Will you return, word for word, only the lines from the top of the data below down to and including the one with "box: [294, 329, 373, 426]"?

Top of Dataset

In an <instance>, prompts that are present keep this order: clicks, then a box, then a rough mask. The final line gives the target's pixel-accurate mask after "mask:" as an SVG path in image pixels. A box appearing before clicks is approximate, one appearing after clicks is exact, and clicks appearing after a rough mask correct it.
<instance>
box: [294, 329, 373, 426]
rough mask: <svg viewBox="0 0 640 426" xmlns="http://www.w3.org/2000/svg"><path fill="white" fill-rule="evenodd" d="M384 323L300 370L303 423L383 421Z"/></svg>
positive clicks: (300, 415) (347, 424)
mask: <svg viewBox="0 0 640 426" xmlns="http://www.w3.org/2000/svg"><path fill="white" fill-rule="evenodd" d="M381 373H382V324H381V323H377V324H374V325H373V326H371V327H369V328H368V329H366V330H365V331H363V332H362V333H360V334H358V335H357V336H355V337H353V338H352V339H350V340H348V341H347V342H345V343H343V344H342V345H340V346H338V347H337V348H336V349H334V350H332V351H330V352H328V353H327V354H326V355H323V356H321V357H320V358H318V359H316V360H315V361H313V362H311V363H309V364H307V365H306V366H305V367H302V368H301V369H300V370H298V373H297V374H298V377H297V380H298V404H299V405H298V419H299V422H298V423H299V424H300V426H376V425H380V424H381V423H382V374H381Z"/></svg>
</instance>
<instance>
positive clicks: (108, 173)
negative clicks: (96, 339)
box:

Bottom of Dataset

▸ Task answer:
In an <instance>, prompts that are present keep this order: clicks, then a box, then a rough mask. The final line gives the target's pixel-accurate mask after "mask:" as an SVG path in image pixels. A box appearing before clicks is approximate, one appearing after clicks is exact, and clicks appearing after a rough mask correct it.
<instance>
box: [294, 329, 373, 426]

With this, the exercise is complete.